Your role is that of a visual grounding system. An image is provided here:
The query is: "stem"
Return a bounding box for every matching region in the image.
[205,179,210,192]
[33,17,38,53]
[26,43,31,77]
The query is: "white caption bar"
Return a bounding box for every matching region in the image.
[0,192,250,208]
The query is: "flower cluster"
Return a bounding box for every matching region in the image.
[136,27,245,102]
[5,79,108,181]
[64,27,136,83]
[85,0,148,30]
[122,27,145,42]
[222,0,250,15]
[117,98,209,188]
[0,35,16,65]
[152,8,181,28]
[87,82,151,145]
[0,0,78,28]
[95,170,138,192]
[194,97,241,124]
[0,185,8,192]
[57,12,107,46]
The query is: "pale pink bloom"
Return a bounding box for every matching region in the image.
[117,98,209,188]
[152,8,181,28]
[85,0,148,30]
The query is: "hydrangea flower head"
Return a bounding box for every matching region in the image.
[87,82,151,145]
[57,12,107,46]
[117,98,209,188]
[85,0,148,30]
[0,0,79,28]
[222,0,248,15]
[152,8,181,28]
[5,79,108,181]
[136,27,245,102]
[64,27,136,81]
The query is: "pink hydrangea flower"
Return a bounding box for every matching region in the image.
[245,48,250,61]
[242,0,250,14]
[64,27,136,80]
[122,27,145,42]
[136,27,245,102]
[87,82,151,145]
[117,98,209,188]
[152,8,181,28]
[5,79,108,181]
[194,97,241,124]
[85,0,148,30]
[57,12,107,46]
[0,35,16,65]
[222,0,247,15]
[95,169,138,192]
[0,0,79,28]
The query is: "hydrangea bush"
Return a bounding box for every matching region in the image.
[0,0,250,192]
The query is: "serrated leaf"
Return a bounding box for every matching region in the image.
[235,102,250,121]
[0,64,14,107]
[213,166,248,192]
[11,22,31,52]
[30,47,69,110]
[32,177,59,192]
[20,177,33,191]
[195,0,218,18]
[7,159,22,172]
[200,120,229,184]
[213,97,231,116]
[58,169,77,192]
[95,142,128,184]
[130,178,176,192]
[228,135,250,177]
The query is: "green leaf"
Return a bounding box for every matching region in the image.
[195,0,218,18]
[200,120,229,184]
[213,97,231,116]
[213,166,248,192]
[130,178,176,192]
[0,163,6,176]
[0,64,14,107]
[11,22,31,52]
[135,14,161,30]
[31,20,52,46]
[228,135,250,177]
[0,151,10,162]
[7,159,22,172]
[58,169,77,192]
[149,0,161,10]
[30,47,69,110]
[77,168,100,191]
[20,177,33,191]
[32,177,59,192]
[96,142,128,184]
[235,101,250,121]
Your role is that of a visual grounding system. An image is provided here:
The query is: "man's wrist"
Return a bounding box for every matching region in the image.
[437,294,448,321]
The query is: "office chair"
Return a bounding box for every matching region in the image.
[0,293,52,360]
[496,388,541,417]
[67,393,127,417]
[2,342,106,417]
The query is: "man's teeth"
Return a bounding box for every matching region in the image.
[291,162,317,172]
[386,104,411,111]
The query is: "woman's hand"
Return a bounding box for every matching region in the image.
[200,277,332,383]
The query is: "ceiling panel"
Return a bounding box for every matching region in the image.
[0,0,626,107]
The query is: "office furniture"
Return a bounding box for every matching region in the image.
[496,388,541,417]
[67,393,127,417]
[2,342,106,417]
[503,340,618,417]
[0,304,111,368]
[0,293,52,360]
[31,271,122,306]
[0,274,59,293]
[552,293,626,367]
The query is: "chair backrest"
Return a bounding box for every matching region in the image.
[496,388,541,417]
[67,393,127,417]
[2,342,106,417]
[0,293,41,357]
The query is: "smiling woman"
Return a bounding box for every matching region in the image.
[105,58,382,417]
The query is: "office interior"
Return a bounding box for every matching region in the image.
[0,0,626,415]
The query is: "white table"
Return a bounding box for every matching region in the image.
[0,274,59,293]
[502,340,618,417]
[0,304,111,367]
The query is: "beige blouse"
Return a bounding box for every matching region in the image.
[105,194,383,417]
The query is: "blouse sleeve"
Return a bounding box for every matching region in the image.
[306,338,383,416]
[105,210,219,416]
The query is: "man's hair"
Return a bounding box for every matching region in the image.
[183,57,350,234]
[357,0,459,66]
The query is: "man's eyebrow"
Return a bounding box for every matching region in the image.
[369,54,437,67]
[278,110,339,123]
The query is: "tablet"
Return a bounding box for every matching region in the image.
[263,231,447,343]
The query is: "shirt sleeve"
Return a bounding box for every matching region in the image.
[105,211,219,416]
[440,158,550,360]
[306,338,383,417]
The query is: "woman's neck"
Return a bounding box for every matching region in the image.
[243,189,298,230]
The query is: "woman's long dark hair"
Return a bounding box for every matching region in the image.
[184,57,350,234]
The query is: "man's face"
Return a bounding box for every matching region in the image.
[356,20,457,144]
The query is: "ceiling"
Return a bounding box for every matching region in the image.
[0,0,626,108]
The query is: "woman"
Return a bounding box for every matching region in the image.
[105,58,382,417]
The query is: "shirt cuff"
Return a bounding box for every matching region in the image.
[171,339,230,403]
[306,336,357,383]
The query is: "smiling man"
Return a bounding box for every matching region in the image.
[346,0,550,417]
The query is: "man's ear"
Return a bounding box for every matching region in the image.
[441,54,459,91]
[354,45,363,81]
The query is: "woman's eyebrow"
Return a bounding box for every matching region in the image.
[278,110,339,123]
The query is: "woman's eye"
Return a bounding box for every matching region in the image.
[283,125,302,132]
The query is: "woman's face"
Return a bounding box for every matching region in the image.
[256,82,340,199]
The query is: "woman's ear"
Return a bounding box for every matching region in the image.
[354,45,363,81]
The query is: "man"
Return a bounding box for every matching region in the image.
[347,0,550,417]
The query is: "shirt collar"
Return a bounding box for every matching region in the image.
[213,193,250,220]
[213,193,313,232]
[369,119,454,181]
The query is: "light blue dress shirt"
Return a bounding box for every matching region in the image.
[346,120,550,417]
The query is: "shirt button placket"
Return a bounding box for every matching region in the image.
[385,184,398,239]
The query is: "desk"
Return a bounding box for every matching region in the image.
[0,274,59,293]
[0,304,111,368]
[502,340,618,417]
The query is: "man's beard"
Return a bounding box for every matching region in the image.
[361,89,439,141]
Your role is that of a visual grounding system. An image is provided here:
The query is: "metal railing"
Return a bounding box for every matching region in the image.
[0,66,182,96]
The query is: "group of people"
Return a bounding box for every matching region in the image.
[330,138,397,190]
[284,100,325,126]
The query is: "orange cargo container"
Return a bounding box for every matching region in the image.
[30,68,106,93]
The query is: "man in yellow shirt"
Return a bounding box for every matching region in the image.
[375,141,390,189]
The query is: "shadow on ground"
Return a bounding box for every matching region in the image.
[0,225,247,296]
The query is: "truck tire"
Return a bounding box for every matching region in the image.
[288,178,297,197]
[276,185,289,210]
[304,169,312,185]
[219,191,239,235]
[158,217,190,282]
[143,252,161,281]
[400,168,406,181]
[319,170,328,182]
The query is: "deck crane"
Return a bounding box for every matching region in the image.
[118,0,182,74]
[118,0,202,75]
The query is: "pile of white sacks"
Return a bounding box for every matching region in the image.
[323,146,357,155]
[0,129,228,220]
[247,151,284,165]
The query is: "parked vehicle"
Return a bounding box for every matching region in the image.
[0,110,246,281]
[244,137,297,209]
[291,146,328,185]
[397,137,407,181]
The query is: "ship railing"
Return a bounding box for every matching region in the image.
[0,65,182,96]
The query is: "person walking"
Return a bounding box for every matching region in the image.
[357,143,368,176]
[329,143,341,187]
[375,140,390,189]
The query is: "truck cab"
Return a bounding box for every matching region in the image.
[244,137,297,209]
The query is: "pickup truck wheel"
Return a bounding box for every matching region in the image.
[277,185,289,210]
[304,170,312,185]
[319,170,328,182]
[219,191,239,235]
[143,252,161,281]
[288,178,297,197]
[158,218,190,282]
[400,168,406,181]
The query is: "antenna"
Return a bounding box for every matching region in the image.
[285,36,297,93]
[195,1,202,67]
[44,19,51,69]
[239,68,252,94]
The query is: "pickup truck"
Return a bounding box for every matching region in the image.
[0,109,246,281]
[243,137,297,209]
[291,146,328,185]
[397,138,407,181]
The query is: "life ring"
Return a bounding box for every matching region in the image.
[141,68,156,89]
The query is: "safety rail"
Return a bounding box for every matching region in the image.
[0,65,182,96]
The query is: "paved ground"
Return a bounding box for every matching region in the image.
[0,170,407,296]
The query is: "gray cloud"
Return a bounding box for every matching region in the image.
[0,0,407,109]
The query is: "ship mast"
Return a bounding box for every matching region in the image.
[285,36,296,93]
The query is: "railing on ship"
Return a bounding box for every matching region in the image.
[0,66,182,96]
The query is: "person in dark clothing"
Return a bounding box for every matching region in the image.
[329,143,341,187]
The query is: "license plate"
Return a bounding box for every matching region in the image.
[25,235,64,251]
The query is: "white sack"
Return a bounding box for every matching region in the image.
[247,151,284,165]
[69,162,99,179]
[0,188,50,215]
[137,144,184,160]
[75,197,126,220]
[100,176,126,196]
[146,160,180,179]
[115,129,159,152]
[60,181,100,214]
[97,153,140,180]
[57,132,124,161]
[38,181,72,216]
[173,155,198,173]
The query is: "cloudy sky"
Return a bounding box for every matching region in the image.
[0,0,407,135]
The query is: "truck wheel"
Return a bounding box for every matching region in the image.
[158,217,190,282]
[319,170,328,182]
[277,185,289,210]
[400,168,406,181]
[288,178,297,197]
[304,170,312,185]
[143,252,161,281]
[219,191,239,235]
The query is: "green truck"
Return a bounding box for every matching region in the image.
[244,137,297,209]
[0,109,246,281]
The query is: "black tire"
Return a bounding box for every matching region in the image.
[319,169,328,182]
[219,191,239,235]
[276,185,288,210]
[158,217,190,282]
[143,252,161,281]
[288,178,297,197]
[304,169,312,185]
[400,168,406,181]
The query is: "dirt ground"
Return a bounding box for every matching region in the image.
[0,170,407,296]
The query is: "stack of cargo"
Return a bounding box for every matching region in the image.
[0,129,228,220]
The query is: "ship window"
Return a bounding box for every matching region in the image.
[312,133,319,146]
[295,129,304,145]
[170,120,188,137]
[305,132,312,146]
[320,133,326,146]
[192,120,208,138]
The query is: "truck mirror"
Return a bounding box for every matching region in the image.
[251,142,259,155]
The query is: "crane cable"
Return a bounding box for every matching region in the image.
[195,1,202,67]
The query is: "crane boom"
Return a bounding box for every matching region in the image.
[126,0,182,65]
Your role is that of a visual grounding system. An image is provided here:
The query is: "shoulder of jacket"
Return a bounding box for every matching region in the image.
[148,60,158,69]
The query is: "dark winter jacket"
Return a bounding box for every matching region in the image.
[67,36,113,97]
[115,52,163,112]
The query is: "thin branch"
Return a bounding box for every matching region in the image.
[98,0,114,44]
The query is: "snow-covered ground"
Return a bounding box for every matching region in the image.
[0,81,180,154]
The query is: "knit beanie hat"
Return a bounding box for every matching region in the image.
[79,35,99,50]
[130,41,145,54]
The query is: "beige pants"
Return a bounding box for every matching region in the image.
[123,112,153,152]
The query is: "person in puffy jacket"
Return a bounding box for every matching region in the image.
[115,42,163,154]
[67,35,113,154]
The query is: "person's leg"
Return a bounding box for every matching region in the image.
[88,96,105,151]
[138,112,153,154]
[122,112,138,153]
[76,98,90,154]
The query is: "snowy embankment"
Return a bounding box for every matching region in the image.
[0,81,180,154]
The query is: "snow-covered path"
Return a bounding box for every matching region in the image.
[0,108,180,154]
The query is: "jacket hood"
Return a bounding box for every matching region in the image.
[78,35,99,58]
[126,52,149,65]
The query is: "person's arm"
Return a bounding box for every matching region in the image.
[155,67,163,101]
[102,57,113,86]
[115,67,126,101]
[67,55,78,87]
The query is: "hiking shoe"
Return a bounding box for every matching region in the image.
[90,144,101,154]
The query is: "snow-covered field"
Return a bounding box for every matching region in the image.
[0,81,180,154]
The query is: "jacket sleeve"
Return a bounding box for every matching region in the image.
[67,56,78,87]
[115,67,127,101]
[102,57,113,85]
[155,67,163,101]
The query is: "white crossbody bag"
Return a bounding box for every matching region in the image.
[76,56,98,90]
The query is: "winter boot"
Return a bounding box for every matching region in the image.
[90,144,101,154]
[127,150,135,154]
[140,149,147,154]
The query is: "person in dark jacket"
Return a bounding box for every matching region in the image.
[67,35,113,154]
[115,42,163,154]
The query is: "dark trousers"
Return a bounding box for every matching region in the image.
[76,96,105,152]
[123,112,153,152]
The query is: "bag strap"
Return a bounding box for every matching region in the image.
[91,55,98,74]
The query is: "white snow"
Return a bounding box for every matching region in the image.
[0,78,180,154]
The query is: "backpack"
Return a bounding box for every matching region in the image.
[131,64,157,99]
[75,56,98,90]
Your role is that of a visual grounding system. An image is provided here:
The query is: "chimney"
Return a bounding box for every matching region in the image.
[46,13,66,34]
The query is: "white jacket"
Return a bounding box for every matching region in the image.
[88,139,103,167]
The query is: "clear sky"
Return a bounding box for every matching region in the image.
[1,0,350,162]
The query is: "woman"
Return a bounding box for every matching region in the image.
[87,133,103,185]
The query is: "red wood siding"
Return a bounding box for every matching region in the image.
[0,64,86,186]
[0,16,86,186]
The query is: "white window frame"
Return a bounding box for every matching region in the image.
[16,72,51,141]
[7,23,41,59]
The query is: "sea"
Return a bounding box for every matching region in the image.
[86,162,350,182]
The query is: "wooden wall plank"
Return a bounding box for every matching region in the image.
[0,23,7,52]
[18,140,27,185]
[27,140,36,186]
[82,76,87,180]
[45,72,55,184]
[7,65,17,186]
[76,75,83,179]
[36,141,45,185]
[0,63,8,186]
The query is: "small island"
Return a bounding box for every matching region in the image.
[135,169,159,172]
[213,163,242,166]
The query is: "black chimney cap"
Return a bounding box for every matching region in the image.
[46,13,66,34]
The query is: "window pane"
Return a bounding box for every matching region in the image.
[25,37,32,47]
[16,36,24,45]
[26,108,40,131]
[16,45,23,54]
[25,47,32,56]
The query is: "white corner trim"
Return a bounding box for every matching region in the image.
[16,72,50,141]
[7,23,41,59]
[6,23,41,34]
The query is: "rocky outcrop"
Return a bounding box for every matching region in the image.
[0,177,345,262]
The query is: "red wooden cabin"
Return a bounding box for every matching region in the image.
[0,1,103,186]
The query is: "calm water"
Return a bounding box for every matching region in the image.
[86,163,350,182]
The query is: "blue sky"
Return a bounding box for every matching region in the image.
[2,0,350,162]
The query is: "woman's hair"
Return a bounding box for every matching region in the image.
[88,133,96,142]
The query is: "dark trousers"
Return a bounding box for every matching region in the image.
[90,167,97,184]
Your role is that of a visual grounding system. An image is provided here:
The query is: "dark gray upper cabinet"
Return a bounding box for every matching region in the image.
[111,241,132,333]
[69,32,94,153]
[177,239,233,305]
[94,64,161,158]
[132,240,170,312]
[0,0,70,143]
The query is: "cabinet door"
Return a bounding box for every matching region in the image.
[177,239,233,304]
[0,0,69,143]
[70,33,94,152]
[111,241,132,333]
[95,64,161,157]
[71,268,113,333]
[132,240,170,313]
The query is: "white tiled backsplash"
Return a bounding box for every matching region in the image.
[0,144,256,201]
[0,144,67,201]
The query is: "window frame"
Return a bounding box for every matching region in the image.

===============

WHAT TO DO: Show each line above that contains the word "wooden", copied in full.

OUTPUT OF THE TASK:
The query is: "wooden wall plank"
The query is: "red wooden cabin"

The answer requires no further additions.